BEGIN Record set

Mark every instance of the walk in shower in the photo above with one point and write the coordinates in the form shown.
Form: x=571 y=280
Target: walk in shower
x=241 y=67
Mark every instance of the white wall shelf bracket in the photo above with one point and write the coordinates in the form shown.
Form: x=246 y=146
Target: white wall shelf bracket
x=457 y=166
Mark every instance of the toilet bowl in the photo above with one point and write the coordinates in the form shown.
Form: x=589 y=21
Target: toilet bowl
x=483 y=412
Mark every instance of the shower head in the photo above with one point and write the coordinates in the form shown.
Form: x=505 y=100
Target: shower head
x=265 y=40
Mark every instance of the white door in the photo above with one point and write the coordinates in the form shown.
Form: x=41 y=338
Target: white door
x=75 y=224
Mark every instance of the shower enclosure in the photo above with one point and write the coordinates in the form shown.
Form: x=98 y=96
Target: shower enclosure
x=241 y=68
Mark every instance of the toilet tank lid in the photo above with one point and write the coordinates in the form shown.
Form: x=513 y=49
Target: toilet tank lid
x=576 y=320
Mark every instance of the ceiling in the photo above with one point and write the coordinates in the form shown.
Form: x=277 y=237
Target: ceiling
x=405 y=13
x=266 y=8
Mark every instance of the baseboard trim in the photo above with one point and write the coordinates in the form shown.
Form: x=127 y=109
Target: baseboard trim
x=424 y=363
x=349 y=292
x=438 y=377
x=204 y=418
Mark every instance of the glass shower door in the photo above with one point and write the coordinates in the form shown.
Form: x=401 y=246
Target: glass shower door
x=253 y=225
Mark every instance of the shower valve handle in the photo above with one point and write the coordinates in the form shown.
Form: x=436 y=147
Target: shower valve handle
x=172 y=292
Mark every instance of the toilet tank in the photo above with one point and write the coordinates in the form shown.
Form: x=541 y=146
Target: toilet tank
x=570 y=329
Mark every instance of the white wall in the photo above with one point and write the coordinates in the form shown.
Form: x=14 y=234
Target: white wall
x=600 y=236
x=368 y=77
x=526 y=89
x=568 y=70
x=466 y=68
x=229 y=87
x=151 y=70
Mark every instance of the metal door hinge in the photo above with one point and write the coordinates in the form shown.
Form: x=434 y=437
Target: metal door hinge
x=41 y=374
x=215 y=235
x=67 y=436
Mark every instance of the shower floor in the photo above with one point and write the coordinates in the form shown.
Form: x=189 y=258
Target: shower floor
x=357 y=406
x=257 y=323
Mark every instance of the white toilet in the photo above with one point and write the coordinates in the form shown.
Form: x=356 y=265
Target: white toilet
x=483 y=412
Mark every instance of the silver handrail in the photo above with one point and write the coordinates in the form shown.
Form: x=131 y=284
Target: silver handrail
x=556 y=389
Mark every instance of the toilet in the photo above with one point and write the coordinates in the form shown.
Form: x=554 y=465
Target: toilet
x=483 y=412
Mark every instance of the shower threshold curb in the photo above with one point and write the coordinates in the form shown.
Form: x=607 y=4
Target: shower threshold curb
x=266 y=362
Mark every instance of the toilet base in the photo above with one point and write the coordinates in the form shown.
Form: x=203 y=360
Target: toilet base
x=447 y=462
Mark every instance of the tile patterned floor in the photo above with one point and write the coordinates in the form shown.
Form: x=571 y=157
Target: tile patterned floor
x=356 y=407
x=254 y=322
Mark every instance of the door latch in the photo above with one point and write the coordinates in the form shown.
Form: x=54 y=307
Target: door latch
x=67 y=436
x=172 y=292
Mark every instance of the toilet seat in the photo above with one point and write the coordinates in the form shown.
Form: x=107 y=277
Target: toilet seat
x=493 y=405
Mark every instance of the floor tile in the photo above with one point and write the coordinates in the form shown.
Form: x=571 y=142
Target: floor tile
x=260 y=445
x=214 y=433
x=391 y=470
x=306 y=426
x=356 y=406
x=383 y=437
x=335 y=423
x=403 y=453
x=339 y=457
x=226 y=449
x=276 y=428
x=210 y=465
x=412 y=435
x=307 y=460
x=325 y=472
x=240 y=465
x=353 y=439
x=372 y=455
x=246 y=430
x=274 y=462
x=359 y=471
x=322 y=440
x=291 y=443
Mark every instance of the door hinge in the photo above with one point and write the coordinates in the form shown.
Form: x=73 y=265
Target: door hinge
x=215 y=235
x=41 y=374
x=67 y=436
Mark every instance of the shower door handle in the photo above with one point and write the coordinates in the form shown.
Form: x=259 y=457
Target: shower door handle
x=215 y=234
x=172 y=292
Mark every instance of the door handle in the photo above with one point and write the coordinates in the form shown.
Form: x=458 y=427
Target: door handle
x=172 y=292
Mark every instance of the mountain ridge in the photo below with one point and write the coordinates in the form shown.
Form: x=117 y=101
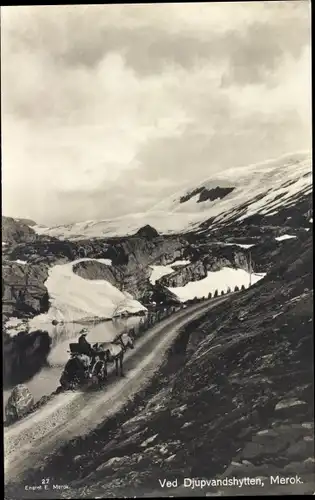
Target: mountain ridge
x=261 y=188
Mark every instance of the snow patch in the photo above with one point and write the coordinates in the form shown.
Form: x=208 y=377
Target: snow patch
x=285 y=237
x=15 y=325
x=258 y=188
x=74 y=298
x=242 y=245
x=217 y=280
x=159 y=271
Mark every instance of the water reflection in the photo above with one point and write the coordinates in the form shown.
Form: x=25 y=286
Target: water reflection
x=47 y=380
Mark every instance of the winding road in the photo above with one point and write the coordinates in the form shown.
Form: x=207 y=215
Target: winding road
x=67 y=415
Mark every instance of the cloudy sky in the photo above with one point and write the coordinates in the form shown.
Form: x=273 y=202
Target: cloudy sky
x=107 y=109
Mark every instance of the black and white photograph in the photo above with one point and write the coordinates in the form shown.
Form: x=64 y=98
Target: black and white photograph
x=157 y=250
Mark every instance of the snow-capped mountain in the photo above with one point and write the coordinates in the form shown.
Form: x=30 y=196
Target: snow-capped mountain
x=234 y=194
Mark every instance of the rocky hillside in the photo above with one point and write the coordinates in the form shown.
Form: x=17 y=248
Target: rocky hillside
x=235 y=398
x=277 y=190
x=23 y=290
x=16 y=231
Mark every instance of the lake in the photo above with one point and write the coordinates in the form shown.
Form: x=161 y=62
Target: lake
x=47 y=380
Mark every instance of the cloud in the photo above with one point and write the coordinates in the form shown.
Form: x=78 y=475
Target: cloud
x=107 y=108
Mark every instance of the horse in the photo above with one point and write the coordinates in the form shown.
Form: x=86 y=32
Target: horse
x=76 y=371
x=115 y=350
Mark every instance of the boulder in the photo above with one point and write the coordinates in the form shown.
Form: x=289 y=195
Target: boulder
x=19 y=403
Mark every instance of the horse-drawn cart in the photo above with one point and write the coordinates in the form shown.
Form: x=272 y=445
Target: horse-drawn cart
x=85 y=368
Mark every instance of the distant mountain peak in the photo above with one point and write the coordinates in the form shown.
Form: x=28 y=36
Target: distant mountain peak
x=147 y=231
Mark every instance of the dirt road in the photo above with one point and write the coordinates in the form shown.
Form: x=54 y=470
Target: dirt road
x=68 y=415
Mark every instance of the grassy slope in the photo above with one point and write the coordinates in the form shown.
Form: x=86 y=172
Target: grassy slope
x=241 y=362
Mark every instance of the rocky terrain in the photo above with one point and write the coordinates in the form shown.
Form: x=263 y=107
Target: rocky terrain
x=233 y=399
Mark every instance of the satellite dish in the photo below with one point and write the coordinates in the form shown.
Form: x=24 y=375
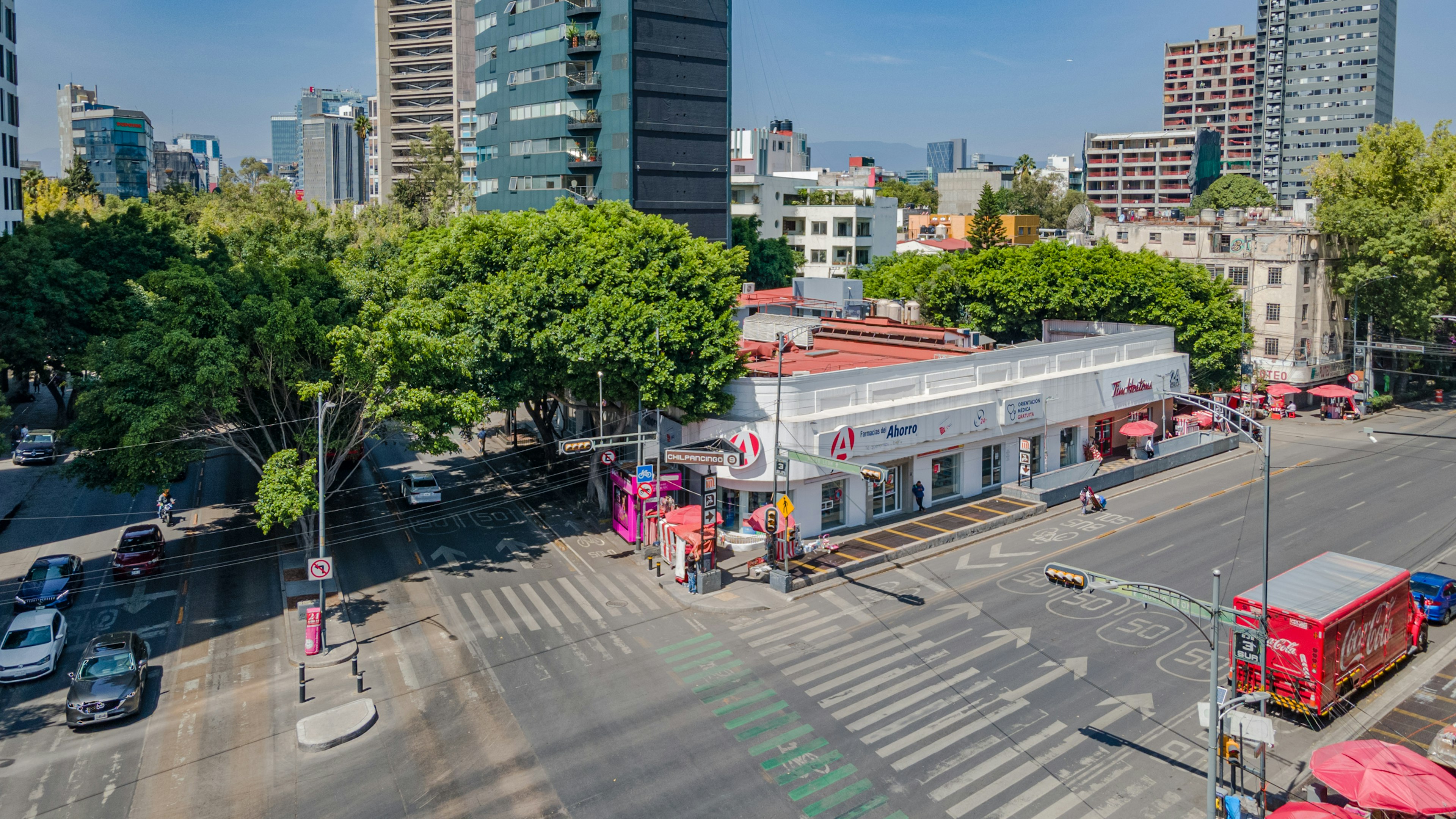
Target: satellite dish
x=1081 y=219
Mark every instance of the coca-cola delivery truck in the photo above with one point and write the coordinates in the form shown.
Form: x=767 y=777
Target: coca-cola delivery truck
x=1337 y=623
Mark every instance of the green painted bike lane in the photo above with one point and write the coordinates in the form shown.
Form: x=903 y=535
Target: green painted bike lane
x=819 y=781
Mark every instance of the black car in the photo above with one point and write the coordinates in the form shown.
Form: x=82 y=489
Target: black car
x=55 y=581
x=37 y=448
x=110 y=681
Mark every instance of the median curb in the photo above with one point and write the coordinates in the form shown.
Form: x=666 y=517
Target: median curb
x=337 y=726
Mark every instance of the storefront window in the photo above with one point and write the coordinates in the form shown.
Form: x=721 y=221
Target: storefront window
x=887 y=493
x=991 y=465
x=1069 y=447
x=946 y=477
x=832 y=505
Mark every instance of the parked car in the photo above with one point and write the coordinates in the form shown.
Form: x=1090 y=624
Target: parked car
x=37 y=448
x=1439 y=592
x=33 y=645
x=110 y=681
x=55 y=581
x=139 y=551
x=420 y=487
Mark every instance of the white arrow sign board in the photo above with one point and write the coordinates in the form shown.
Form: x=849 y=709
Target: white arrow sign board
x=321 y=569
x=1253 y=728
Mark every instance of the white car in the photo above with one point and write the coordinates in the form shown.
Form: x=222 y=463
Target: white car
x=420 y=487
x=33 y=645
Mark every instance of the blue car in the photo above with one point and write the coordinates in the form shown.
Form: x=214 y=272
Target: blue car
x=1439 y=592
x=53 y=582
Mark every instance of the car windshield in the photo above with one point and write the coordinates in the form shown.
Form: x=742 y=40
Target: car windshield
x=50 y=572
x=27 y=637
x=107 y=665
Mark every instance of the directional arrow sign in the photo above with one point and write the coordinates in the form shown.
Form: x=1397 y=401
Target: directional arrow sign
x=1078 y=667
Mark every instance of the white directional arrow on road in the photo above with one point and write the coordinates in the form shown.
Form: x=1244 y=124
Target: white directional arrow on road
x=1078 y=667
x=449 y=556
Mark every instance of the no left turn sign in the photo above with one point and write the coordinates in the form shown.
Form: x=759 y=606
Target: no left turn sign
x=321 y=569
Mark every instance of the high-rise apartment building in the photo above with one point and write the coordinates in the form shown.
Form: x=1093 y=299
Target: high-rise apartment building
x=72 y=100
x=606 y=100
x=1210 y=83
x=424 y=59
x=1327 y=74
x=117 y=145
x=946 y=158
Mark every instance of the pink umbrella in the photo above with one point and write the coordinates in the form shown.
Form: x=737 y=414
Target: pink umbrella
x=756 y=521
x=1379 y=776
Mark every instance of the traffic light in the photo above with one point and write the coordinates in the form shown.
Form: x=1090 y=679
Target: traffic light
x=577 y=447
x=1066 y=576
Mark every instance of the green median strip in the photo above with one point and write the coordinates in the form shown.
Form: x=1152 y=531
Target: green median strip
x=845 y=795
x=676 y=646
x=822 y=783
x=711 y=672
x=702 y=661
x=697 y=651
x=806 y=769
x=775 y=761
x=743 y=703
x=753 y=716
x=867 y=808
x=778 y=741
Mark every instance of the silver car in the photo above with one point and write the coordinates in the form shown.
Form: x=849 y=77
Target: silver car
x=419 y=489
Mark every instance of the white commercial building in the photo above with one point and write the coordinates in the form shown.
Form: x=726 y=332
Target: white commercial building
x=932 y=409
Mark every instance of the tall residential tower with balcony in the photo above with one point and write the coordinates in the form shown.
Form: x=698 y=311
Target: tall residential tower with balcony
x=426 y=71
x=605 y=100
x=1210 y=83
x=1327 y=74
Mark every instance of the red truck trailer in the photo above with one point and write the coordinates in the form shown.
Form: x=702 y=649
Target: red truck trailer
x=1337 y=624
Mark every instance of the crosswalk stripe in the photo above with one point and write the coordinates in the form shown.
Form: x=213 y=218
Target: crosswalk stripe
x=906 y=701
x=507 y=623
x=599 y=596
x=480 y=615
x=561 y=604
x=867 y=668
x=880 y=696
x=641 y=595
x=618 y=594
x=520 y=608
x=948 y=739
x=791 y=632
x=995 y=763
x=820 y=646
x=541 y=605
x=577 y=596
x=769 y=620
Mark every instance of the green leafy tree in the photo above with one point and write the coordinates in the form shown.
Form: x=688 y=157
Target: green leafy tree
x=922 y=195
x=772 y=263
x=1232 y=190
x=79 y=180
x=1008 y=292
x=986 y=228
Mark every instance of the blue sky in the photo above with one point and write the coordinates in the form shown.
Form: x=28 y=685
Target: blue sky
x=1011 y=78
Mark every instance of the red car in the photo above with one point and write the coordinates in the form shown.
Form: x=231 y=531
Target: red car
x=139 y=551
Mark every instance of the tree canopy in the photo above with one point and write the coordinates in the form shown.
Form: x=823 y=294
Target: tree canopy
x=1232 y=190
x=1007 y=292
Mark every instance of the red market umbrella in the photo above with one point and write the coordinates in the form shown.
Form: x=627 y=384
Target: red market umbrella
x=1135 y=429
x=1379 y=776
x=1312 y=811
x=689 y=516
x=756 y=521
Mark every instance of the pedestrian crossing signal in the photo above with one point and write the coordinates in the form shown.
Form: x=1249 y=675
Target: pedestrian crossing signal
x=1066 y=576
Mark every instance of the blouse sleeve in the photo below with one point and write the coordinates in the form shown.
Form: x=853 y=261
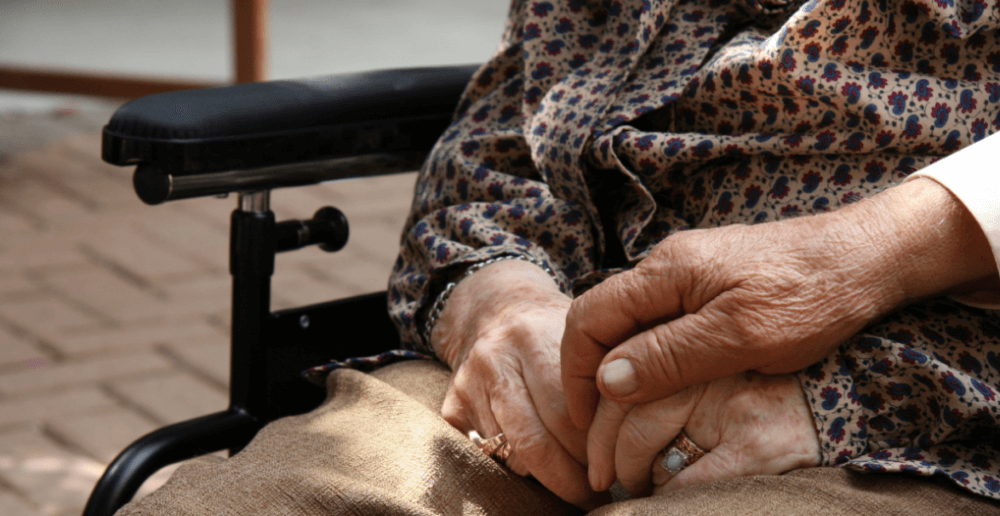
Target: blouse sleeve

END Record set

* _Work to be completed_: Duplicate the rows above verbatim, starting at the line that contains "Mark every instance of the snow-capped" and ending after the line that contains "x=147 y=231".

* _Correct output_:
Mark every instance of the snow-capped mountain in the photo above with one point and write the coordinates in the form shown.
Form: x=30 y=196
Target: snow-capped mountain
x=234 y=194
Mark every instance of the rocky hillside in the photo above with one point and write the coordinates in the form shown.
Form: x=17 y=248
Target: rocky hillside
x=235 y=398
x=277 y=190
x=23 y=290
x=16 y=231
Mark every instance of the lake in the photo above with one point and write the coordinates in the form shown.
Form: x=161 y=62
Target: lake
x=47 y=380
Mark every instance of the cloud in the photo above with one point and write the coordinates in the form shown.
Form: x=78 y=475
Target: cloud
x=107 y=108
Mark every instance of the horse in the photo above with one point and write the coordinates in the form shown.
Form: x=86 y=32
Target: horse
x=76 y=371
x=115 y=350
Mark every instance of the boulder in the photo above with one point and write the coordinates in the form shown.
Form: x=289 y=195
Target: boulder
x=19 y=403
Mark every instance of the horse-drawn cart in the photo above with one point and write the coordinates in the form shown.
Form: x=272 y=445
Target: horse-drawn cart
x=85 y=368
Mark every instance of the distant mountain peak in the photo above with one point and write the coordinates in the form shown.
Form: x=28 y=36
Target: distant mountain peak
x=147 y=231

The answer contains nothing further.